- _Source data_
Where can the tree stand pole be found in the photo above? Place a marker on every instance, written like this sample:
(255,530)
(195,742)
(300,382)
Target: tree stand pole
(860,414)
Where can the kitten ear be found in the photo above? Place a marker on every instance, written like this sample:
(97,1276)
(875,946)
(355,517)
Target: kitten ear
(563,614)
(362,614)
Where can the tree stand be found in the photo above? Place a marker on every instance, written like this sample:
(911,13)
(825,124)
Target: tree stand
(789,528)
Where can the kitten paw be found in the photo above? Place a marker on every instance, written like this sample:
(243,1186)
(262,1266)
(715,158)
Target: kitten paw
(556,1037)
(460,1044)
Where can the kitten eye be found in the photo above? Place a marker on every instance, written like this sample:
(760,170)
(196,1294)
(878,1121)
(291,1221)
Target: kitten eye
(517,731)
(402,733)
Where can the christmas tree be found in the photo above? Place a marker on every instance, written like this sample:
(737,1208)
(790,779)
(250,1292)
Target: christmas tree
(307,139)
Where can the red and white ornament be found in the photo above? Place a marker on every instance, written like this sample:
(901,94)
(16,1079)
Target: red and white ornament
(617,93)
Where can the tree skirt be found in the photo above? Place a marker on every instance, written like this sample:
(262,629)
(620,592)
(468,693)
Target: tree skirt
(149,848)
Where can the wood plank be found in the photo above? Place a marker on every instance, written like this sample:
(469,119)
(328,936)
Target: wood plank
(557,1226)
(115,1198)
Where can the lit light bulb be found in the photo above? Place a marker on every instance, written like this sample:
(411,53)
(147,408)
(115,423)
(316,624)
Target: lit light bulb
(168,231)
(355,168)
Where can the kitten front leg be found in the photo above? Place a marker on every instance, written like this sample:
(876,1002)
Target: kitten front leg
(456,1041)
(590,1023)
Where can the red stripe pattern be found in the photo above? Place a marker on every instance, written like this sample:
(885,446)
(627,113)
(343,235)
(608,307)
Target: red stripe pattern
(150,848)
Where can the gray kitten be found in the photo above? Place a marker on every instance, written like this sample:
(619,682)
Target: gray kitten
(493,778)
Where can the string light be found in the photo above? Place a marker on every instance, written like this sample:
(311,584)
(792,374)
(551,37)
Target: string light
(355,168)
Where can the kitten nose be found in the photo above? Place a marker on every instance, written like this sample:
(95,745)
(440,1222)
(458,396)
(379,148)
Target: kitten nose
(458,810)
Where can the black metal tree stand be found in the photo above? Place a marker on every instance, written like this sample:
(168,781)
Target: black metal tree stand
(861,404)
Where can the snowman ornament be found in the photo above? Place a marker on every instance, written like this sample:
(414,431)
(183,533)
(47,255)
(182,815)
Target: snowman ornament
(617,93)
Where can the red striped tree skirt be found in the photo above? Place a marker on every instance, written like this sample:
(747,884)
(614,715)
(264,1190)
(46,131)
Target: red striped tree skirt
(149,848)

- _Work to be completed_
Present every line of the entries above as a Markdown table with two columns, Row and Line. Number the rows in order and omit any blank lines.

- _Solved problem_
| Row | Line |
|---|---|
| 1 | Where can the tree stand pole be found in the photo above? Place a marker on every instance, written like this sample: |
| 2 | (255,530) |
| 3 | (195,742) |
| 4 | (300,382) |
| 5 | Target: tree stand pole |
| 6 | (860,414) |
| 7 | Where can the kitten ear be found in the photo above? Place a marker on every instance, written like this sample: |
| 8 | (97,1276) |
| 9 | (875,946) |
| 10 | (355,517) |
| 11 | Target: kitten ear |
| 12 | (563,614) |
| 13 | (362,614) |
| 14 | Where can the tree stand be found in the photo above? Place a marker on every instance, written like this sample: |
| 15 | (911,13) |
| 16 | (825,124) |
| 17 | Target: tree stand |
| 18 | (789,528) |
| 19 | Where can the kitten paw be found in the photo above? Place a marker on every instance, written like this sample: |
| 20 | (243,1186) |
| 21 | (262,1266) |
| 22 | (715,158) |
| 23 | Target: kitten paw |
| 24 | (556,1037) |
| 25 | (460,1044) |
| 26 | Where can the kitten eye be found in the photo above? Place a marker on every instance, written like this sample: |
| 27 | (760,170) |
| 28 | (196,1294) |
| 29 | (878,1121) |
| 30 | (291,1221) |
| 31 | Target: kitten eye |
| 32 | (517,731) |
| 33 | (402,733) |
| 34 | Where can the christmas tree be found in the photo above? Place a marker on every instance, written like this sample: |
| 35 | (737,1208) |
| 36 | (790,779) |
| 37 | (250,1292) |
| 38 | Target: christmas tree |
| 39 | (307,139) |
| 40 | Where can the red and white ornament be found in the photo above? Place a marker on every instance, written like this sample: |
| 41 | (901,94) |
| 42 | (16,1079) |
| 43 | Target: red and white ornament |
| 44 | (617,93) |
| 45 | Where can the tree skirt be found in the photo above? Place a marker on every instance, written like this sample: |
| 46 | (262,629) |
| 47 | (620,592) |
| 48 | (468,693) |
| 49 | Target: tree skirt |
| 50 | (149,848) |
| 51 | Where can the wood plank be found in the photo above? Place a marker on every instance, written like this sample: |
| 52 | (469,119) |
| 53 | (328,936) |
| 54 | Target: wood plank |
| 55 | (557,1226) |
| 56 | (115,1198) |
| 57 | Where can the lit light bulb be found in the photo above? Place a marker on every instance, written like this sample: |
| 58 | (411,53) |
| 59 | (147,408) |
| 60 | (115,423) |
| 61 | (316,624) |
| 62 | Target: lit light bulb |
| 63 | (168,231) |
| 64 | (355,168) |
| 65 | Where can the kitten front leg be found in the photo above? Place a marker on every instance, written like this sample: |
| 66 | (876,1002) |
| 67 | Target: kitten front leg |
| 68 | (456,1041) |
| 69 | (590,1023) |
| 70 | Where can the red stripe pattern be found in the photo above? Place a marker on every instance, written like this sample: |
| 71 | (885,446) |
| 72 | (627,113) |
| 73 | (343,235) |
| 74 | (608,307) |
| 75 | Target: red stripe pattern |
| 76 | (150,848) |
| 77 | Where can the gray kitten be found in the photo above? Place a marker on every instance, written like this sample: |
| 78 | (619,682) |
| 79 | Target: gray kitten |
| 80 | (493,778) |
| 81 | Where can the string light be found in the photo above? Place a marker on every instance, written like this sample: |
| 82 | (311,584) |
| 83 | (792,374) |
| 84 | (551,37) |
| 85 | Target: string light |
| 86 | (355,168) |
| 87 | Where can the kitten nose be found in the photo above? Place a marker on every instance, written like this sample: |
| 88 | (95,745) |
| 89 | (440,1222) |
| 90 | (458,396) |
| 91 | (379,148) |
| 92 | Target: kitten nose |
| 93 | (458,810) |
| 94 | Where can the black metal tree stand be found in the photo above? Place a marker on every instance, written like this sample: |
| 95 | (168,781) |
| 96 | Target: black metal tree stand |
| 97 | (861,404) |
| 98 | Where can the snowman ornament be found in the photo above? Place a marker on every instance, written like this sample: |
| 99 | (414,431) |
| 100 | (183,533) |
| 101 | (47,255) |
| 102 | (182,815) |
| 103 | Target: snowman ornament |
| 104 | (617,93) |
| 105 | Where can the red striped tree skirt be found in the photo above? Place a marker on every instance, written like this sample: |
| 106 | (747,884) |
| 107 | (614,715) |
| 108 | (264,1190) |
| 109 | (46,131) |
| 110 | Target: red striped tree skirt |
| 111 | (149,848) |